-- start Supplied data --

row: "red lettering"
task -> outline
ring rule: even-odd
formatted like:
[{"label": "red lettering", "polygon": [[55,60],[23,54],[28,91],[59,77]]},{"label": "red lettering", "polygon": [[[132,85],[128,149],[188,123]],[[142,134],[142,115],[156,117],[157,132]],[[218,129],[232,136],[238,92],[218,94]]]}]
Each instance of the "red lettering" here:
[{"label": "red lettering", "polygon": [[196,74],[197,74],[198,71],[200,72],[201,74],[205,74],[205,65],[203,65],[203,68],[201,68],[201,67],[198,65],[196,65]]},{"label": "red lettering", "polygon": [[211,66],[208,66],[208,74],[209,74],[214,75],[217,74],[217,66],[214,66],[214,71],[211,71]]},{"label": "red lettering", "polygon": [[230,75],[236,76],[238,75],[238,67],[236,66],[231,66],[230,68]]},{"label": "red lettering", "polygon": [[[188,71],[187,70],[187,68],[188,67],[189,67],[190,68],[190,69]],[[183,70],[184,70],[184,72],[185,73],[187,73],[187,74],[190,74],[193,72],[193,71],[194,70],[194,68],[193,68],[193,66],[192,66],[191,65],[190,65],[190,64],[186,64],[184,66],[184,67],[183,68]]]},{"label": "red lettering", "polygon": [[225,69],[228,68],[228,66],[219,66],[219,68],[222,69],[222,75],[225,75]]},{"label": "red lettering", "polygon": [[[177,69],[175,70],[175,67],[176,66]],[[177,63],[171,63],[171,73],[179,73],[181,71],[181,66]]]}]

-- end Supplied data --

--- Stated problem ---
Reproduce all of the material above, requests included, shifting every polygon coordinate in the answers by adding 120 to it. Leave the numbers in the requests and in their format templates unchanged.

--- Exercise answer ---
row: "red lettering"
task -> outline
ring rule: even-odd
formatted like:
[{"label": "red lettering", "polygon": [[55,60],[23,54],[28,91],[59,77]]},{"label": "red lettering", "polygon": [[[132,85],[128,149],[188,123]],[[142,134],[142,115],[156,117],[157,132]],[[218,129],[232,136],[238,92],[218,94]]]}]
Each instance of the "red lettering" here:
[{"label": "red lettering", "polygon": [[316,194],[317,194],[318,191],[320,192],[321,194],[325,194],[325,185],[323,185],[323,188],[321,188],[321,187],[318,185],[316,185]]},{"label": "red lettering", "polygon": [[331,186],[328,186],[328,194],[329,194],[334,195],[337,194],[337,186],[334,186],[334,191],[331,191]]},{"label": "red lettering", "polygon": [[350,195],[356,196],[358,195],[358,187],[356,186],[351,186],[350,188]]},{"label": "red lettering", "polygon": [[[308,191],[307,190],[307,188],[308,187],[309,187],[310,188],[310,189]],[[303,190],[304,190],[304,192],[305,193],[307,193],[307,194],[310,194],[313,192],[313,191],[314,190],[314,188],[313,188],[313,186],[312,186],[311,185],[310,185],[310,184],[306,184],[304,186],[304,187],[303,188]]]},{"label": "red lettering", "polygon": [[345,189],[348,188],[348,186],[339,186],[339,188],[342,189],[342,195],[345,195]]},{"label": "red lettering", "polygon": [[[297,189],[295,190],[295,187],[296,186]],[[297,183],[291,183],[291,193],[299,193],[301,191],[301,186]]]}]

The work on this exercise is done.